Entries

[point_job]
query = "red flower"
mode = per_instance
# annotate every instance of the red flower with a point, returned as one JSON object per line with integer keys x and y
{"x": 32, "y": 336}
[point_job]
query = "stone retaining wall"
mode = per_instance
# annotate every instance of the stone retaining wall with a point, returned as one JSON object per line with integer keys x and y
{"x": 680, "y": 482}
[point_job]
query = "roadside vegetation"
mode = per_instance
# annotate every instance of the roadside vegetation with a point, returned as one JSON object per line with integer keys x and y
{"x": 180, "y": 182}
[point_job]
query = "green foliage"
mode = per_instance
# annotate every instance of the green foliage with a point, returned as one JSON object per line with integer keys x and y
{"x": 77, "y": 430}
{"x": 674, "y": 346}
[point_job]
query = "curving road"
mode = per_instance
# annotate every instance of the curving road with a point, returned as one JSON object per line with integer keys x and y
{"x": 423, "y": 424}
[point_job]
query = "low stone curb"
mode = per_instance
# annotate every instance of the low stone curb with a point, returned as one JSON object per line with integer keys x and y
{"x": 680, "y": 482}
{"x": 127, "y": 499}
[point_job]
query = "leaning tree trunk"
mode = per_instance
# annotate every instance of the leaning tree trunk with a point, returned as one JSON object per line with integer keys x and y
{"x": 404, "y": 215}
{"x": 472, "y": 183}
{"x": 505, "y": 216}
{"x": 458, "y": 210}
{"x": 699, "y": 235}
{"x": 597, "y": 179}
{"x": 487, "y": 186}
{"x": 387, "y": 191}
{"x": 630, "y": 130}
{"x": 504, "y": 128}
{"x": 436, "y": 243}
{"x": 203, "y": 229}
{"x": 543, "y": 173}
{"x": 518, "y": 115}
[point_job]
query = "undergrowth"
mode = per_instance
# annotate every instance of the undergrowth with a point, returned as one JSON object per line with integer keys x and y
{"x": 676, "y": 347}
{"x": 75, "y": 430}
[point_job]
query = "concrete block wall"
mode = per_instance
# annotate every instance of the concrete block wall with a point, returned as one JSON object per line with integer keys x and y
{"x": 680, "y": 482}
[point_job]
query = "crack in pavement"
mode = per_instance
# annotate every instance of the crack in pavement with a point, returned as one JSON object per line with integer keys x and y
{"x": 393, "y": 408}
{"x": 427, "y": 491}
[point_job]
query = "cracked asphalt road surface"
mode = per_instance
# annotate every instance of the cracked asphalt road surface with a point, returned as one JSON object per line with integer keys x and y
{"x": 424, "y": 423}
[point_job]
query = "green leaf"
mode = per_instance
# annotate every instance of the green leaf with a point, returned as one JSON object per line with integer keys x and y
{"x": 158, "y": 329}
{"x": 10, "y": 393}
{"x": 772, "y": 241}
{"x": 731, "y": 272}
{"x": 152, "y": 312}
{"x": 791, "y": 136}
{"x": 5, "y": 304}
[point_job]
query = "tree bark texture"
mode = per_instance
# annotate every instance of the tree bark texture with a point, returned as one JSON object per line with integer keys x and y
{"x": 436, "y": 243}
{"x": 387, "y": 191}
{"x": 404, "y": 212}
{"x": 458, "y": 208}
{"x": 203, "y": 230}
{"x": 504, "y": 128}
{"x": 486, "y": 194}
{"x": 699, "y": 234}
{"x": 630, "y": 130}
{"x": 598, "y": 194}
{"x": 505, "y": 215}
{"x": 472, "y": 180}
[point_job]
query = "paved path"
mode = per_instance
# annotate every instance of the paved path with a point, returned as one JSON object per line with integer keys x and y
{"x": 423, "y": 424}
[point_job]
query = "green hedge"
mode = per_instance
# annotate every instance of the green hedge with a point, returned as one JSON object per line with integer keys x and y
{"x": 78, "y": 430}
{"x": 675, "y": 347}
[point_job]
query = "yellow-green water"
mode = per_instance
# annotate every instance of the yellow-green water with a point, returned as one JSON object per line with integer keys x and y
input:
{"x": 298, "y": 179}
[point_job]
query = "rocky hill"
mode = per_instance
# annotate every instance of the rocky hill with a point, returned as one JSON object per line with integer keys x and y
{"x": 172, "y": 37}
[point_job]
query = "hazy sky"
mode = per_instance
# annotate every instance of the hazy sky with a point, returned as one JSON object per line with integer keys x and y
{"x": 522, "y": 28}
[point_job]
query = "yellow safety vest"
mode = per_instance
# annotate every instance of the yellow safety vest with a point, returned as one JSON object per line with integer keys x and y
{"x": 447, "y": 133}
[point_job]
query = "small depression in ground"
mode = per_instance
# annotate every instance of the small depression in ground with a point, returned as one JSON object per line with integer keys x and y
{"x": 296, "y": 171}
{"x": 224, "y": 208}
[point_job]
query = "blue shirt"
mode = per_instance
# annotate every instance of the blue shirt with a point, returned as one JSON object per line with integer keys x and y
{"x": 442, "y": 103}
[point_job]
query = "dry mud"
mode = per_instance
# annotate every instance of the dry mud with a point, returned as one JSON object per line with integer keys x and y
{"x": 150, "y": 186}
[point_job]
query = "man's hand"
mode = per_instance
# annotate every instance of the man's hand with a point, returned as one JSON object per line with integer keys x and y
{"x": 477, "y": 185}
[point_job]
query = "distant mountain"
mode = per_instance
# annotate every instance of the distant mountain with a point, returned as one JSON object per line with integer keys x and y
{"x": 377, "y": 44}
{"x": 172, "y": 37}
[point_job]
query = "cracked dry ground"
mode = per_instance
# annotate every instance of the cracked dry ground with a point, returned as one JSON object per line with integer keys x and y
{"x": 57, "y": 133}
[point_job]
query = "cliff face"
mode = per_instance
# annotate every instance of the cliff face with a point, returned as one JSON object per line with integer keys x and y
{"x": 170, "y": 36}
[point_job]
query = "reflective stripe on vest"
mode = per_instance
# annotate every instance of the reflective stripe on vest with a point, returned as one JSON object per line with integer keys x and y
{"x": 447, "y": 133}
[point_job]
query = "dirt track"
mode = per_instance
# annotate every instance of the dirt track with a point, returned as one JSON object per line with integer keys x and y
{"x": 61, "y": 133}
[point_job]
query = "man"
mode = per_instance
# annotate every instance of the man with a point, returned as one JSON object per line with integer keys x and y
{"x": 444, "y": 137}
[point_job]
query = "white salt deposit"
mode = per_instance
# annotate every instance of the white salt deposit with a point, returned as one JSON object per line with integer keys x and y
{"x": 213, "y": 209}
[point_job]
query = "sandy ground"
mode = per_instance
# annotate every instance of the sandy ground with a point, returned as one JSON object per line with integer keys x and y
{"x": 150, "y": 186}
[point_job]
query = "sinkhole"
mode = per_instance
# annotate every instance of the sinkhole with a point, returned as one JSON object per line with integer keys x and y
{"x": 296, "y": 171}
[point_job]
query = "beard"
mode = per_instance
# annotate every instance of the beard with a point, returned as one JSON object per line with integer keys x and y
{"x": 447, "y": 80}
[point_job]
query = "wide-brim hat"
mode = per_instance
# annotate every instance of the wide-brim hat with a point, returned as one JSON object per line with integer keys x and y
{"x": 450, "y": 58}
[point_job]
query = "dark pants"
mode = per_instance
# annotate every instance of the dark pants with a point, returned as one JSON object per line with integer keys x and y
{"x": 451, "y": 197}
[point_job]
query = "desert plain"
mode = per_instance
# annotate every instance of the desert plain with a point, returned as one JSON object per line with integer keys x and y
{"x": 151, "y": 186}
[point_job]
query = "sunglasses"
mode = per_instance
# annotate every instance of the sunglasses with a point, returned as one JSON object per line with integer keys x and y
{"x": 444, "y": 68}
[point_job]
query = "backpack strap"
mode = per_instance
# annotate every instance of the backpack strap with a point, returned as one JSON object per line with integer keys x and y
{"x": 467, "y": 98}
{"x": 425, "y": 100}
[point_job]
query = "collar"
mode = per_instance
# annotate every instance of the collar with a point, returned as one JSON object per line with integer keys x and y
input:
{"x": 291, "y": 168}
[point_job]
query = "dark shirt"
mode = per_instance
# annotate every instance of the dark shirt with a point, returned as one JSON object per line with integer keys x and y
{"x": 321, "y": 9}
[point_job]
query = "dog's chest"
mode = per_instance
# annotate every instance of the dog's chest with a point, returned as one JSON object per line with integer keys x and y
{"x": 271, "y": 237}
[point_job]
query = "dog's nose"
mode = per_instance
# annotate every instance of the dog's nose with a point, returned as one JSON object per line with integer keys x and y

The exercise
Count the lines in the records above that contain the word "dark", and give only that number.

Reply to the exercise
4